Problems:
1. According to the article on New Zealand's foreign interference bill, what stage did the Crimes (Countering Foreign Interference) Amendment Bill pass in Parliament in November?
2. Extend the article on New Zealand's foreign interference bill past its last sentence.

New Zealand Bill Would Smear ‘Foreign Tools’

New Zealand is set to introduce potentially repressive sedition and espionage laws similar to those of other Western states now gearing up for war with Russia and China, Mick Hall reports.

Parliament House in Wellington. (Michal Klajban, Wikimedia Commons, CC BY-SA 4.0)

By Mick Hall
in Whangarei, New Zealand
Special to Consortium News

New draconian legislation that criminalizes harming New Zealand’s interests for the benefit of a “foreign power” is a tool of political repression and itself and the product of foreign influence, according to a former government minister.

“This is definitely Five Eyes coordinated,” Matt Robson told Consortium News, referring to the Western intelligence-sharing apparatus to which New Zealand belongs. “It didn’t originate in New Zealand. The language is from the NATO communiques. This law … is driven by the power that runs the Five Eyes, the United States.”

The Crimes (Countering Foreign Interference) Amendment Bill passed its first reading in Parliament in November, meaning the South Pacific nation is set to introduce potentially repressive sedition and espionage laws similar to those of other Western states now gearing up for war with leading BRICS nations, Russia and China.

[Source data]
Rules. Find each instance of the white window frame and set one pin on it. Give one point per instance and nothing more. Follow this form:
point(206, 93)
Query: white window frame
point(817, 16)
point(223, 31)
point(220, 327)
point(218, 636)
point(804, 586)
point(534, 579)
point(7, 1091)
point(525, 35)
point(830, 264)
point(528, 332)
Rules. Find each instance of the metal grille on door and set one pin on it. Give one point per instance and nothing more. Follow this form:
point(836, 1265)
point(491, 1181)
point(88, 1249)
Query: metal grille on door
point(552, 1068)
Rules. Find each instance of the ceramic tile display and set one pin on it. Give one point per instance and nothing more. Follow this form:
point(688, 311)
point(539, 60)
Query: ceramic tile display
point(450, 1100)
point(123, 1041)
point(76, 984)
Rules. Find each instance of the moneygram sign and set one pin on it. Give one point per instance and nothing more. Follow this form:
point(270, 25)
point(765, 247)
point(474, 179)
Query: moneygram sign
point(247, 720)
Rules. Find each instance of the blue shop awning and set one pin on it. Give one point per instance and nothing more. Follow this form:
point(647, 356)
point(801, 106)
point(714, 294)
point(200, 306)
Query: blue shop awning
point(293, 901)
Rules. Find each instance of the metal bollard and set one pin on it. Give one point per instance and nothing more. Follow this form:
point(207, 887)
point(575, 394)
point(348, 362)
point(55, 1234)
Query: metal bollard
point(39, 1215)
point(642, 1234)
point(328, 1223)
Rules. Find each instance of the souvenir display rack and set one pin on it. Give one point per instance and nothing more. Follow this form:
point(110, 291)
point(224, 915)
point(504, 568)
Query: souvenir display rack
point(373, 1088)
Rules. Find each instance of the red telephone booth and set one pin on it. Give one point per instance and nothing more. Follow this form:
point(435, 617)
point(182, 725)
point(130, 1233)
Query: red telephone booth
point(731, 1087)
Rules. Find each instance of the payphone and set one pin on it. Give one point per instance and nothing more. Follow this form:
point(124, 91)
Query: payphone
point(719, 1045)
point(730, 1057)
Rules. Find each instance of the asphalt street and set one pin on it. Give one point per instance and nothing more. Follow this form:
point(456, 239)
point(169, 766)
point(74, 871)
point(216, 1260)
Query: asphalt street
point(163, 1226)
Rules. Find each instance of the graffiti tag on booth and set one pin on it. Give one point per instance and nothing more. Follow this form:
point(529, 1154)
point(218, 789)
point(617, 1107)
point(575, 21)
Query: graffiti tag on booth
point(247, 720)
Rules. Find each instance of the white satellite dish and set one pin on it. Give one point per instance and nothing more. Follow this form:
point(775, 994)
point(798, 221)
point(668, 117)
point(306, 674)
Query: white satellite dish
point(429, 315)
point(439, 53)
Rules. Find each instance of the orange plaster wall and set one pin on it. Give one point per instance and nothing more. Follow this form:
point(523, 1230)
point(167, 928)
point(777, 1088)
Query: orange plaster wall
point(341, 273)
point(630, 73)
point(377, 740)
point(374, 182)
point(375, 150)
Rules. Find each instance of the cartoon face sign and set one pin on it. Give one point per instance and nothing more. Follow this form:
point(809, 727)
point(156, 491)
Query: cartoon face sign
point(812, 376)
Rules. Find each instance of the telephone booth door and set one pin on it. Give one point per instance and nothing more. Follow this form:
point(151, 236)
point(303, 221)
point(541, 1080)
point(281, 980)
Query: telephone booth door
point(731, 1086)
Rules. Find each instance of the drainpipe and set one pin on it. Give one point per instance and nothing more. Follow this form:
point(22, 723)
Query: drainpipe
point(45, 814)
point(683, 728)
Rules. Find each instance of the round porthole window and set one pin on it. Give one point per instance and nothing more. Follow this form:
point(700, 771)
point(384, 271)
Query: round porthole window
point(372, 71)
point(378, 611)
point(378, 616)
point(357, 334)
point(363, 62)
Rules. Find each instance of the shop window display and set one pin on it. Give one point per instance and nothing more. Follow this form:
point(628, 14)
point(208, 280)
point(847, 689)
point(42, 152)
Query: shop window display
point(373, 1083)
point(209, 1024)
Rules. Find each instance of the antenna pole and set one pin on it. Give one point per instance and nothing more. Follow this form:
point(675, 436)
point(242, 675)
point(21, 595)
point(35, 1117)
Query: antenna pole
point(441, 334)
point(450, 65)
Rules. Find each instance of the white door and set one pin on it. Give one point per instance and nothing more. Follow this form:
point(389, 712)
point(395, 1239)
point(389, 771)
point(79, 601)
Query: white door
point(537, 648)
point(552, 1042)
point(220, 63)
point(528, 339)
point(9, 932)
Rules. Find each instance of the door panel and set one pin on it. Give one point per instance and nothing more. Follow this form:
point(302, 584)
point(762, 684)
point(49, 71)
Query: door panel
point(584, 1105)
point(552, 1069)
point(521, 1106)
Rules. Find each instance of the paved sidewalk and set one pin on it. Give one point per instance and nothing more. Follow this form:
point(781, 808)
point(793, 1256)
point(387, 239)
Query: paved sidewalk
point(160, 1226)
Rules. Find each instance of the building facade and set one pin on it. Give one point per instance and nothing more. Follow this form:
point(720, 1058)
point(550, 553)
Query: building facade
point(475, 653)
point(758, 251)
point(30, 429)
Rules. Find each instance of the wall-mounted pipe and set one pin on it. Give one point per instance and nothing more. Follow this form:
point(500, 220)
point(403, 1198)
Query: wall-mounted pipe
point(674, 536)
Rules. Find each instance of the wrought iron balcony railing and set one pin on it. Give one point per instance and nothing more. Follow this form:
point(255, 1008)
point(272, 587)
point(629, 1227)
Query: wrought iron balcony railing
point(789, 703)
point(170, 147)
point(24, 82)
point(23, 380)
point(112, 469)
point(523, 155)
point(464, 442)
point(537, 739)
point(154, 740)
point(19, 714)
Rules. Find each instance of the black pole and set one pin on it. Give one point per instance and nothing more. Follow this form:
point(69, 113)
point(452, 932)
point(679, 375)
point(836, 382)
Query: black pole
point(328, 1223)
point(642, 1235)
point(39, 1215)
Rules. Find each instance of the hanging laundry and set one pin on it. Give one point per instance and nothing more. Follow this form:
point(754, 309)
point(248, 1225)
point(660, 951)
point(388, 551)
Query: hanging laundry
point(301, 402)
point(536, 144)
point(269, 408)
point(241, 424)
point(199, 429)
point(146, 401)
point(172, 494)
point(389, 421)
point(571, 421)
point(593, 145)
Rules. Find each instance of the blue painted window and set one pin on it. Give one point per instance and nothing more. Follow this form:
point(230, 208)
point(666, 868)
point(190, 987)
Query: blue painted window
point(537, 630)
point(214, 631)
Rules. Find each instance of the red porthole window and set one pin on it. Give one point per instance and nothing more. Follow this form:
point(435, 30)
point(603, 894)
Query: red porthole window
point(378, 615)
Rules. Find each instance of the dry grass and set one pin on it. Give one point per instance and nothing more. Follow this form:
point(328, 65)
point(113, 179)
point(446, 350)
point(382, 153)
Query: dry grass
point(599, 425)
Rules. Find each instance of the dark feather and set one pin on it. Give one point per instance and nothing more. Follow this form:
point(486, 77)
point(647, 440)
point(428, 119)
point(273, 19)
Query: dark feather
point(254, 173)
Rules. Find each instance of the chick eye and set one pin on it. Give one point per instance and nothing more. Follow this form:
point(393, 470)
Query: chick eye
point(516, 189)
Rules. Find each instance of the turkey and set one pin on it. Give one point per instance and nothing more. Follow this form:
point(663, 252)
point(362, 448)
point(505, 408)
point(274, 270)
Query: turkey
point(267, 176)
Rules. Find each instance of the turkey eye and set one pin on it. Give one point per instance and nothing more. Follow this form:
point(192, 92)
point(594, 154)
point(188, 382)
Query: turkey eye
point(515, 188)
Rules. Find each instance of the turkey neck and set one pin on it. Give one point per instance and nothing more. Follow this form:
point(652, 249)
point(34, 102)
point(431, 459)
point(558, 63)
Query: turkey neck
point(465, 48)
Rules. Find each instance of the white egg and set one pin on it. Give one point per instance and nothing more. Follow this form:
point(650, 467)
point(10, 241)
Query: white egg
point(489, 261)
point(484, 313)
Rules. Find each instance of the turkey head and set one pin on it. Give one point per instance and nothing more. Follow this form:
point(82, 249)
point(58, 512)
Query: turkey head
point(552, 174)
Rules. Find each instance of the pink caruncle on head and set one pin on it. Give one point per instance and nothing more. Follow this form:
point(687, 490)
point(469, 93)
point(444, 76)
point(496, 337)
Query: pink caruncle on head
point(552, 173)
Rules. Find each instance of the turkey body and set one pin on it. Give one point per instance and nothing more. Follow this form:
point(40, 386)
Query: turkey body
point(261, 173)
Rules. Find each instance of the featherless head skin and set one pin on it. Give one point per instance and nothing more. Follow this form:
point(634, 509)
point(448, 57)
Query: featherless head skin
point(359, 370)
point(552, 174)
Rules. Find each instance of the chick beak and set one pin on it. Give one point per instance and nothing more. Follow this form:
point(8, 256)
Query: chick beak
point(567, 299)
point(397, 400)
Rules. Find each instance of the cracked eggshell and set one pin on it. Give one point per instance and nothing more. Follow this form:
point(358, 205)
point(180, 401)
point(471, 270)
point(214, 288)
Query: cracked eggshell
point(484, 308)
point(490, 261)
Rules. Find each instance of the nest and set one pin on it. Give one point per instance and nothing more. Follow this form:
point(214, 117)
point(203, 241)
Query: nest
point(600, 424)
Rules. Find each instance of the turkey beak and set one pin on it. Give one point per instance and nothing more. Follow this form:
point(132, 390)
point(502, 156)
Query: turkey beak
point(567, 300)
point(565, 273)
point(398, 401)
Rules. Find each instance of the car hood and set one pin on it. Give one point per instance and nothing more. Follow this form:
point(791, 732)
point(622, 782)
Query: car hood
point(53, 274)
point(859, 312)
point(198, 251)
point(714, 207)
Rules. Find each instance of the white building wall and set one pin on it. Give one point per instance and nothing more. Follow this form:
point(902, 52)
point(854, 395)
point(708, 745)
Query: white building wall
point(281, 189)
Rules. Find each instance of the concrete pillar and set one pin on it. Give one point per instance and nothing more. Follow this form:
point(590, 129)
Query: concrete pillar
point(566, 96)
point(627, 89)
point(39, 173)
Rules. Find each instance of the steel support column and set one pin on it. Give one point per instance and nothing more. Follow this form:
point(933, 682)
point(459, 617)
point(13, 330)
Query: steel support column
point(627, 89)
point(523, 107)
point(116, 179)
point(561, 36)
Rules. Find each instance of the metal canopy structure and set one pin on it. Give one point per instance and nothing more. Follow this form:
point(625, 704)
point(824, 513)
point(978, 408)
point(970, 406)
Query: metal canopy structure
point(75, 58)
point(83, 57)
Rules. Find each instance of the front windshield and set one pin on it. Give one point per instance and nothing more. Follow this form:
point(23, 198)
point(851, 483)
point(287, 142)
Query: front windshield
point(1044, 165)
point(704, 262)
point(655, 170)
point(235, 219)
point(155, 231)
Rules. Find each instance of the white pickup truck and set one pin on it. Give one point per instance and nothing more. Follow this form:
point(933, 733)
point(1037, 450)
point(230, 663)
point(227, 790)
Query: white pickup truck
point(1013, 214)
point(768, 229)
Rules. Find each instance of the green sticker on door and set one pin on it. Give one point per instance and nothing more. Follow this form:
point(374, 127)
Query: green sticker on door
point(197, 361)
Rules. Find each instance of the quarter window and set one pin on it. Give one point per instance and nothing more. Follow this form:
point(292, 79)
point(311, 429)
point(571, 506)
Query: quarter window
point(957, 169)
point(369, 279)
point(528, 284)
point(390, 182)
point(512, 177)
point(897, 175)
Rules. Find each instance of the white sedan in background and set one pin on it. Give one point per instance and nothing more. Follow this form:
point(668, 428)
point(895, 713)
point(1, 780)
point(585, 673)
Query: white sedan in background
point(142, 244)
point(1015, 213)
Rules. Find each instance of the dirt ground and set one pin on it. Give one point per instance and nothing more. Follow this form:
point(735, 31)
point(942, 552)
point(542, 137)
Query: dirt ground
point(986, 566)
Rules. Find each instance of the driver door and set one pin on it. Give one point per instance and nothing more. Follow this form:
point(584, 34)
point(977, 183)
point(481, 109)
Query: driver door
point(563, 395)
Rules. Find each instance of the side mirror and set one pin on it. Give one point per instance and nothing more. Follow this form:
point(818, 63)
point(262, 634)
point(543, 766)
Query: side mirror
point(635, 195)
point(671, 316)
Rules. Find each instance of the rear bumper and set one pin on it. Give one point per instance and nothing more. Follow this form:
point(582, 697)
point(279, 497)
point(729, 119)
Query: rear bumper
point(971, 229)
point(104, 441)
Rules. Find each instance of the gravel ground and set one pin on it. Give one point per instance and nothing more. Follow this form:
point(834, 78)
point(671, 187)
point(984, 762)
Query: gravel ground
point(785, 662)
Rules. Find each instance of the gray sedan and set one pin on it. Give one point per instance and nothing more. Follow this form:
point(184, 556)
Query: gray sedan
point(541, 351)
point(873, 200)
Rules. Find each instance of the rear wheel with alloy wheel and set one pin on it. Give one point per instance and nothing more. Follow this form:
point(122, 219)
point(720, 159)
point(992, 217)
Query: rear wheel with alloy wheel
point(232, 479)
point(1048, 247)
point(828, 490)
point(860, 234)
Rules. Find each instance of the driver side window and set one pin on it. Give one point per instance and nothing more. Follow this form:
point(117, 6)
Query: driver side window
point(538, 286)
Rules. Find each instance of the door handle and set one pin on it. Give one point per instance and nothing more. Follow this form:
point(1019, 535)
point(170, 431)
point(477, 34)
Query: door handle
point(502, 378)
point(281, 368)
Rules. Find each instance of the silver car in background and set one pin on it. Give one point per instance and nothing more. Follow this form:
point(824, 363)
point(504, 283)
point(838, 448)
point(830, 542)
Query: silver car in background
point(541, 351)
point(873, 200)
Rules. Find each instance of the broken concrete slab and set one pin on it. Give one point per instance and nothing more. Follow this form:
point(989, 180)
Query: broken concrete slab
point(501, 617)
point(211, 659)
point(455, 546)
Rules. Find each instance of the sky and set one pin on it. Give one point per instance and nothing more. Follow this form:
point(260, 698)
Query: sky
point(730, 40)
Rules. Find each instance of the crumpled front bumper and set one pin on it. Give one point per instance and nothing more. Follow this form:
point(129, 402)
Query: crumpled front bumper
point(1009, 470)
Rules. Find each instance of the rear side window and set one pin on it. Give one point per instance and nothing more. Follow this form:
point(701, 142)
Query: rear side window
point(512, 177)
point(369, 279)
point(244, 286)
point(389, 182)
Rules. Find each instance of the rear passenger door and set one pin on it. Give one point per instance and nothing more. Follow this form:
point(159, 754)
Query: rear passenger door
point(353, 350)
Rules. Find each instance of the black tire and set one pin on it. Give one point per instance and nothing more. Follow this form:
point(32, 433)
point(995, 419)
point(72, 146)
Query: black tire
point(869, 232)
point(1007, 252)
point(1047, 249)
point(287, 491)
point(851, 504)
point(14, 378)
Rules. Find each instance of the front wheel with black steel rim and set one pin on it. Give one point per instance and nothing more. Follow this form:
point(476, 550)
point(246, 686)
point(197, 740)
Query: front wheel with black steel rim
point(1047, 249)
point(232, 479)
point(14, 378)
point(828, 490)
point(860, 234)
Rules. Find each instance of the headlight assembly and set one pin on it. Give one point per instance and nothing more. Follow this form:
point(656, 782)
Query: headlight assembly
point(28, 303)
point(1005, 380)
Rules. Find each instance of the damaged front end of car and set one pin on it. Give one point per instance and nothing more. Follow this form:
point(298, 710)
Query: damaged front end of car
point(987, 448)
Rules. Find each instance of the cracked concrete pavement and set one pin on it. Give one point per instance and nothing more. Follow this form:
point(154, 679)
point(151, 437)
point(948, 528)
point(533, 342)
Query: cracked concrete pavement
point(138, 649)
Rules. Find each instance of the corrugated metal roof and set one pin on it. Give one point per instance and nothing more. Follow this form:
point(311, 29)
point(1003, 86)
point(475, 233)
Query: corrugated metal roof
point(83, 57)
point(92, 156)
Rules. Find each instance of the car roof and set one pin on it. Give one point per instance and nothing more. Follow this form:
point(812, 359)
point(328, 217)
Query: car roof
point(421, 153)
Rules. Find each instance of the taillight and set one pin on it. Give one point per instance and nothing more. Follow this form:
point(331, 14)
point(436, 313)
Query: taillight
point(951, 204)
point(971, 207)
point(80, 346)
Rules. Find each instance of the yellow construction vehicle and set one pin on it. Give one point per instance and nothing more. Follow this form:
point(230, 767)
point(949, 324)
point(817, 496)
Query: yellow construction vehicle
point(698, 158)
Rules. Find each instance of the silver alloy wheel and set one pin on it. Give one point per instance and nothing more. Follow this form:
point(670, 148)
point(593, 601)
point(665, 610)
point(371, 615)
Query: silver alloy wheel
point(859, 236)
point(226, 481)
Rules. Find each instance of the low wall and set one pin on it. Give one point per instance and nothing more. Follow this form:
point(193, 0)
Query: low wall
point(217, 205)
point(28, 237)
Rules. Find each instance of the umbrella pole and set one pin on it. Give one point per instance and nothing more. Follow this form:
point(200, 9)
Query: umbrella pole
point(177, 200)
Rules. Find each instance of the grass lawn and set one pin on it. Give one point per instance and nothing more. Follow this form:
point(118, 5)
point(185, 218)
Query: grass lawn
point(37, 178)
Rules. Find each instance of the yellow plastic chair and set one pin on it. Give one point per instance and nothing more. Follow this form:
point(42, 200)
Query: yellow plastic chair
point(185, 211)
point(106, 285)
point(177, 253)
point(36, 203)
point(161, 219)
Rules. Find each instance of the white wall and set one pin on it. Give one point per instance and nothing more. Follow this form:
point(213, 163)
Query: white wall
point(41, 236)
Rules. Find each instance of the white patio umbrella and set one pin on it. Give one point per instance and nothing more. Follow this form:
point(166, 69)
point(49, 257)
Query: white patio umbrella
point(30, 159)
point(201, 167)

Answers to the exercise:
1. Its first reading.

2.
The bill, which makes changes to the existing Crimes Act 1961, criminalises “covert, deceptive, corruptive, or coercive conduct” undertaken for a foreign power, and conduct intentionally or recklessly harming New Zealand’s interests. Such interests include its democratic processes, its economy, as well as its defence and security. The maximum prison sentence would be 14 years. 

“This is the Foreign Interference Bill,” Robson said, “and yet this bill is coming through foreign powers. We’re being influenced by foreign powers. Five Eyes meetings now cover so many of our ministers, the foreign ministers, defence ministers meet, the immigration ministers — they all meet.”

[See: ‘UK Bill Threaten Journalists With Life in Prison’].

Robson, who served as New Zealand’s former junior foreign minister in Helen Clark’s Labour coalition government, which lasted from 1999-2008, said the legislation was effectively the reintroduction of old sedition laws inherited from the British colonial state. Those laws were used against communists, trade unions and indigenous communities. 

“There were long, long battles to get rid of these intimidatory tools,” he said, “and now these are being brought back under a wave of scare-mongering across the Western world about China.”   

‘Ought to Have Known’ Basis 

The legislation says a person can be prosecuted on the basis that they “ought to have known” they were compromising a New Zealand interest, with a maximum jail time of 1o years.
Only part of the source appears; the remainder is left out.